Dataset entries
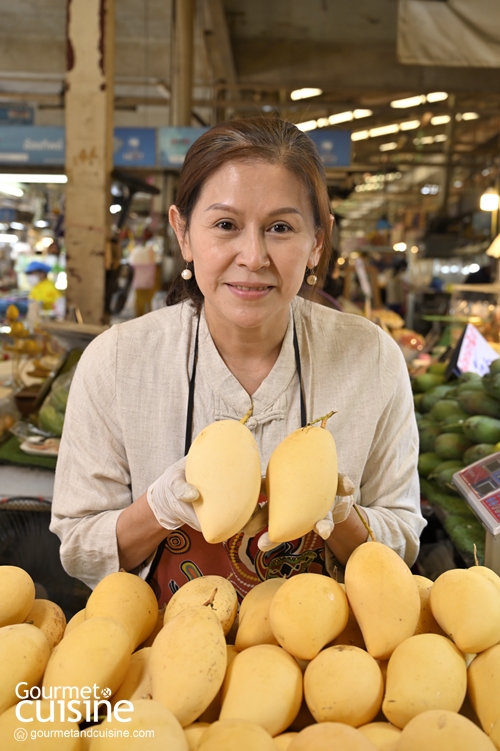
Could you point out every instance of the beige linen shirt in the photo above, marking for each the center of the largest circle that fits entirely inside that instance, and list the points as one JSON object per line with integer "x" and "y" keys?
{"x": 126, "y": 420}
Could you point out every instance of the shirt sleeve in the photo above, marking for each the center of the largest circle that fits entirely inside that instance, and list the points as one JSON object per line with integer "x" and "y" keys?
{"x": 390, "y": 491}
{"x": 92, "y": 483}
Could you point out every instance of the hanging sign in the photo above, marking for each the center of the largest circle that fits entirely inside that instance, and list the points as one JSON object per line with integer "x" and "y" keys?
{"x": 32, "y": 144}
{"x": 134, "y": 147}
{"x": 174, "y": 142}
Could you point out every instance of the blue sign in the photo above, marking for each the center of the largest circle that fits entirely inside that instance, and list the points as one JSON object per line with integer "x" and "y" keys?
{"x": 174, "y": 143}
{"x": 134, "y": 147}
{"x": 31, "y": 144}
{"x": 13, "y": 113}
{"x": 334, "y": 146}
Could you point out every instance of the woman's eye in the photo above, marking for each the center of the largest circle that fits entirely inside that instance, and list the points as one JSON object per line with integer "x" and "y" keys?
{"x": 280, "y": 228}
{"x": 225, "y": 225}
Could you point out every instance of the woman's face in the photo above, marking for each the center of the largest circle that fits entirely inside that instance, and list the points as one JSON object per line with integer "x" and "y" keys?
{"x": 250, "y": 239}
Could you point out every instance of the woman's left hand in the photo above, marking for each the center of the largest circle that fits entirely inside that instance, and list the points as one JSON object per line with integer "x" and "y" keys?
{"x": 344, "y": 501}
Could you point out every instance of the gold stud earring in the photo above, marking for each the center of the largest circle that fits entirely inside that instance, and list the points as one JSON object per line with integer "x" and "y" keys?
{"x": 311, "y": 278}
{"x": 186, "y": 273}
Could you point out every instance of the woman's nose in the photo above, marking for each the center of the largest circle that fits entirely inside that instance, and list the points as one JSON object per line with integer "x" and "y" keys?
{"x": 252, "y": 250}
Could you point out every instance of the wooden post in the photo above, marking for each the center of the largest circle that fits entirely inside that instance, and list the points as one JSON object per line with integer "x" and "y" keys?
{"x": 89, "y": 153}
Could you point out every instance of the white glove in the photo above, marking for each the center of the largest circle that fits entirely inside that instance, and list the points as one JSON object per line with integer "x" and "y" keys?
{"x": 170, "y": 498}
{"x": 344, "y": 501}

Task objective:
Transcribe all the data word for word; the images stay out.

Solution below:
Could you point out every instance of the beige linen shirt in the photo above, marking for each the center of the largest circle that fits entirely inside that instance, and list the points as one JSON object per line with integer "x" and "y" keys?
{"x": 126, "y": 420}
Could you point out every instance of the shirt sleeve in the photo above, marking for each the center of the largest circle that fits entirely inside that instance, and list the points as one JSON object per line with integer "x" and "y" keys?
{"x": 390, "y": 491}
{"x": 92, "y": 483}
Could you point out every instance of the hanging sign in the photo above, marking for each the center of the largest circle that fits entirely inside that instance, and list the points as one JSON object per line with integer "x" and "y" keys?
{"x": 32, "y": 144}
{"x": 134, "y": 147}
{"x": 174, "y": 142}
Could you point out every instance of the blue sign in the photo above, marking for each the center of the largest circle that fits entirely inside that instance, and list the points as one JSON object per line with integer "x" and "y" keys?
{"x": 174, "y": 143}
{"x": 134, "y": 147}
{"x": 31, "y": 144}
{"x": 13, "y": 113}
{"x": 334, "y": 146}
Could you point out every instance of the woman's eye in the photo above, marking for each the center of the largest circle that fits entirely inside that instance, and list the points as one JSON object per line with integer "x" and "y" keys?
{"x": 280, "y": 228}
{"x": 225, "y": 225}
Could you point out every instance of the woman's face in the photo above, marking for each the center of the largest circle that fits entirely inside that instance, and list the points as one JSON object per line with integer "x" and "y" keys?
{"x": 250, "y": 239}
Could you point out every instance of the woman's left hand in the photo above, marking for each the center of the largest circle that fits entirely inside that instance, and list the points as one JSON object per line with integer "x" and "y" keys?
{"x": 344, "y": 501}
Could you point out every instance of the gold stud earring in the photo above, marking for each the center of the largest circle that fits entirely inside that instance, and list the points as one JSON object per line with integer "x" and "y" keys?
{"x": 311, "y": 278}
{"x": 186, "y": 273}
Could you point out every instance of the woman's nose in the photo above, marking for each the center of the largest circle that fits entirely inside that instance, and list the points as one JSON object per line with integer "x" and "y" keys?
{"x": 252, "y": 250}
Could you point out every instance of the wooden post in the photo above, marking for each the center of the largest circle that fits entirely inside that instance, and list the points as one JSON object per line with integer "x" and "y" keys?
{"x": 89, "y": 153}
Could you point out every instance of the white glove in the photo above, marking for each the center of the largest circle that fits entirely inside that instance, and list the points as one JSON object per line with integer "x" and "y" keys?
{"x": 170, "y": 498}
{"x": 344, "y": 501}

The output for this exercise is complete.